AIM =>
Filter the rows below and copy out every line that contains the string "flower". Treat uppercase and lowercase as different.

Entries taken from a collection
########
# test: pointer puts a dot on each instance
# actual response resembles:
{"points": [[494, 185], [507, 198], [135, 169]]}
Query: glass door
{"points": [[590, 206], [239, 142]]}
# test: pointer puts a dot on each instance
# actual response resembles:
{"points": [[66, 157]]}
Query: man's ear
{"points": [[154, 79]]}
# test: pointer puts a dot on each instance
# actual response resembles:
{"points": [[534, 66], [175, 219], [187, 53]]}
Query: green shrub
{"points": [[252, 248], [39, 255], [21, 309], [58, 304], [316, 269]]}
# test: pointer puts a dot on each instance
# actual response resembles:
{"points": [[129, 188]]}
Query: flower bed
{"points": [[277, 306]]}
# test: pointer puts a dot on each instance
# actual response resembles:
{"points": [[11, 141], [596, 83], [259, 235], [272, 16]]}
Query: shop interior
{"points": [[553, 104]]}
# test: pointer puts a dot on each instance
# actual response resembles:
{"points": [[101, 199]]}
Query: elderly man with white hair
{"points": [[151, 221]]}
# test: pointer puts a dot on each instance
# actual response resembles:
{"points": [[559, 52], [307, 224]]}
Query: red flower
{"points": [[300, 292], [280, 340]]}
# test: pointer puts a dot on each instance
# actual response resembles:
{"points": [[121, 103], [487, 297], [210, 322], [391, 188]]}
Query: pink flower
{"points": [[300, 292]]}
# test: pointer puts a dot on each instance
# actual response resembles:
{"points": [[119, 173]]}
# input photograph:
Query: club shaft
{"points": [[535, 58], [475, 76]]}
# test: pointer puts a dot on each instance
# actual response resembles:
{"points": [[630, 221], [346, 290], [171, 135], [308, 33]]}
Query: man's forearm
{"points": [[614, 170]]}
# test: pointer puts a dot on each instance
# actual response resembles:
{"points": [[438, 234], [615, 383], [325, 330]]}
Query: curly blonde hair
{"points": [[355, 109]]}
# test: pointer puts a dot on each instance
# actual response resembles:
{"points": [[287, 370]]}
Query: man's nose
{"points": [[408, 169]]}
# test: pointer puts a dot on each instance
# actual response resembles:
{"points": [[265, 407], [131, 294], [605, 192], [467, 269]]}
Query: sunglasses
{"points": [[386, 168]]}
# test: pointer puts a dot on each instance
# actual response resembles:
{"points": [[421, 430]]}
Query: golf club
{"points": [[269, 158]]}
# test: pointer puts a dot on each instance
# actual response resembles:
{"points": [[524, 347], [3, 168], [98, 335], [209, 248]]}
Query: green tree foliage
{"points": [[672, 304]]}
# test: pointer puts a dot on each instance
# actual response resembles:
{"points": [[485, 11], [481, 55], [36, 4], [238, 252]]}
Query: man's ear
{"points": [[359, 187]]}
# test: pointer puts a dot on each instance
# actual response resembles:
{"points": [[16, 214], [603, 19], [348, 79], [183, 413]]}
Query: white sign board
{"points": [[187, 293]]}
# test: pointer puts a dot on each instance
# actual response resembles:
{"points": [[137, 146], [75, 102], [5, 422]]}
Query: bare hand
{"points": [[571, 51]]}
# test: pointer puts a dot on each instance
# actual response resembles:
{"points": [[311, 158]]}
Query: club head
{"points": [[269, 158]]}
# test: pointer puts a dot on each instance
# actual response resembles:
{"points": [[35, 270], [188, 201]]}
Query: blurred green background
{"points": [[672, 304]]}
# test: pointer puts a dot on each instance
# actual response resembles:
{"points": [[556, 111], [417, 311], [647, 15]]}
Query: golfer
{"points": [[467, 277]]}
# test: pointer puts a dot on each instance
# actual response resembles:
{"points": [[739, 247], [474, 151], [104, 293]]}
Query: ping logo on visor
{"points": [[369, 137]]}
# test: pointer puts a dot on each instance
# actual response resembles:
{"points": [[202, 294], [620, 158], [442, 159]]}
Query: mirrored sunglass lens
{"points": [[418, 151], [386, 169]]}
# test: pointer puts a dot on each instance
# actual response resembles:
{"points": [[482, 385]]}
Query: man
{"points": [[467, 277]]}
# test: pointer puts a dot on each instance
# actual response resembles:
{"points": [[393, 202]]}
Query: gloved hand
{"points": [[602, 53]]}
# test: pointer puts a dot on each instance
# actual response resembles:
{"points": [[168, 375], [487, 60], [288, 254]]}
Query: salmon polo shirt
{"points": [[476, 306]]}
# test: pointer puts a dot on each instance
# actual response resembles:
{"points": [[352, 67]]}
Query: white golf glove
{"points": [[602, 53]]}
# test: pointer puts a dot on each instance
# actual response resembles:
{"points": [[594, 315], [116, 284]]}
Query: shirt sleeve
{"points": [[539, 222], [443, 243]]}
########
TASK RESULT =>
Query: flower bed
Query: red flower
Query: pink flower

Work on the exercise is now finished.